===== RECORD EXCERPTS
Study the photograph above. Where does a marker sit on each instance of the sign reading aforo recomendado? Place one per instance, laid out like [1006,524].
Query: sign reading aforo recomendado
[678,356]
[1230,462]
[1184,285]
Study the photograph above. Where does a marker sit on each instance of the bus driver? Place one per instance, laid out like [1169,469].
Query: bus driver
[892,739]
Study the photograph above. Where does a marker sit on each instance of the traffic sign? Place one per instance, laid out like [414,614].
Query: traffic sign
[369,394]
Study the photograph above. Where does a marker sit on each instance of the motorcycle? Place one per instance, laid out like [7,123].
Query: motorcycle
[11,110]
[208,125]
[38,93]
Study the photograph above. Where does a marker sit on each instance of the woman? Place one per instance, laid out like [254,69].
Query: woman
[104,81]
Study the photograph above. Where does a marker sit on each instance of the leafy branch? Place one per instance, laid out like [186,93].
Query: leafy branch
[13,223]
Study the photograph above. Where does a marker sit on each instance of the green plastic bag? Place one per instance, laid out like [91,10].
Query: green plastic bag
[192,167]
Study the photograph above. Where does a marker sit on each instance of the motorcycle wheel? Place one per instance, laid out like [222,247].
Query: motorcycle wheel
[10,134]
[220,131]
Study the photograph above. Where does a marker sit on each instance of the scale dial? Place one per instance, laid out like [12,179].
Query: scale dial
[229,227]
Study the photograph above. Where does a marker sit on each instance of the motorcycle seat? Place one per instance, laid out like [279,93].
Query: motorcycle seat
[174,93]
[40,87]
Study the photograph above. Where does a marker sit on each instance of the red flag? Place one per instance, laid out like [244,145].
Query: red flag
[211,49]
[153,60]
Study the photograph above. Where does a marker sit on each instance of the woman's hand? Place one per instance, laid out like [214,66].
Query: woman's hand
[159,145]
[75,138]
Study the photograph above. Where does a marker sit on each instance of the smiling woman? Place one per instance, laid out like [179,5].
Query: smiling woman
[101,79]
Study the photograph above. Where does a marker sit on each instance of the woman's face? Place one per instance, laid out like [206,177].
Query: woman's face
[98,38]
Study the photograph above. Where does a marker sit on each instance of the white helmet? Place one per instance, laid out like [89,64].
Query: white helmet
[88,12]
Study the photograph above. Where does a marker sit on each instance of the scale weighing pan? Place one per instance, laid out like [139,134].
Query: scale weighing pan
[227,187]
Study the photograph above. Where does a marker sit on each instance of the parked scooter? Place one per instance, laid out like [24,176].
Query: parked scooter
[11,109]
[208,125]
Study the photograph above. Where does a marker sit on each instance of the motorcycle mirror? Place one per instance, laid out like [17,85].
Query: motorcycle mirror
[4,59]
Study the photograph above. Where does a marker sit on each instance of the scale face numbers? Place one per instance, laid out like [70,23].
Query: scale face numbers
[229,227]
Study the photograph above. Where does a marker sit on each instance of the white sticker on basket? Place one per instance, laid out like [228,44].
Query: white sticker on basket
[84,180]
==========
§ **WORK TASK**
Retype all the data. Nothing may be left out or altered.

§ **SOLUTION BELOW**
Study the photograph above. Where does a marker sit on each instance of the sign reading aforo recomendado? Place one per instance, laid out like [1006,524].
Query: sign reading aforo recomendado
[678,356]
[1230,462]
[1184,285]
Study the photograph above. Where does a marker sit on each instance of the bus driver? Place one per instance, laid out like [1169,469].
Query: bus driver
[892,739]
Study the photograph above. Where does a marker sit on each instance of the traffic sign? Place one per instance, laid out like [414,614].
Query: traffic sign
[369,394]
Study the photograph above. Where does a marker sit on each instance of the motorcycle? Place one per instance, laid out like [7,123].
Query: motorcycle
[11,110]
[208,125]
[38,93]
Study the photograph above. Where does a marker sit on each instance of the woman? Place one per instance, laid out like [254,69].
Query: woman
[104,81]
Study the photograph above. Where does a marker sit on each instance of the leafy branch? Place one per instance, laid out like [186,93].
Query: leafy branch
[13,223]
Study the photograph above. Where does a marker sit on each instance of the green plastic bag? Place one per instance, laid out like [91,10].
Query: green plastic bag
[192,167]
Study the photograph above. Where does a marker sit on each instance of the motorcycle wheel? Place one per instance, laid out like [222,247].
Query: motorcycle wheel
[10,134]
[220,131]
Study the photograph above. Where does a marker sit on each instance of the scale dial? Place one per instance, laid out like [12,179].
Query: scale dial
[229,227]
Study the photograph above. Where does a marker sit on each instance of the motorcycle seat? Place one per instance, laid out like [279,93].
Query: motorcycle seat
[174,93]
[40,87]
Study the photograph above. Where does a marker sit on each instance of the red flag? Place one per instance, laid out like [244,145].
Query: red flag
[211,49]
[153,60]
Study the photograph above. Where does a marker sit on each instance of the woman's hand? Place one per instance, laid out like [214,66].
Query: woman's hand
[159,145]
[75,138]
Study the photograph above. Where does a marker sit on each instance of the smiling woman? Place one per instance, laid out like [179,5].
Query: smiling woman
[101,79]
Study the photograph above. Where does a marker sit on each instance of the woman's face? Place one per instance, laid out like [206,177].
Query: woman's face
[98,38]
Study the photograph above. Where does a marker sit on each instance of the white helmet? Place one per instance, laid out like [89,64].
Query: white helmet
[88,12]
Study the photograph above. Where does a marker sit on each instance of the scale weighing pan? Place one per instance, laid out like [139,134].
Query: scale weighing pan
[227,187]
Study the photograph above. Where does a marker sit on each instance of the parked scooter? Place one per instance, laid out like [24,176].
Query: parked scooter
[11,109]
[208,125]
Study the photograph above. Where does a marker sit on each instance of the motorcycle mirror? Place one per instance, laid out like [17,85].
Query: motorcycle mirror
[4,59]
Study the photograph above. Where does a marker sit on each instance of the scale face numbers? Place one per instance, laid out like [70,23].
Query: scale face numbers
[229,227]
Study the photograph above. Where does a marker sit on each instance of the white sticker on basket? Place one per instance, laid out like [228,44].
Query: white sticker on basket
[84,180]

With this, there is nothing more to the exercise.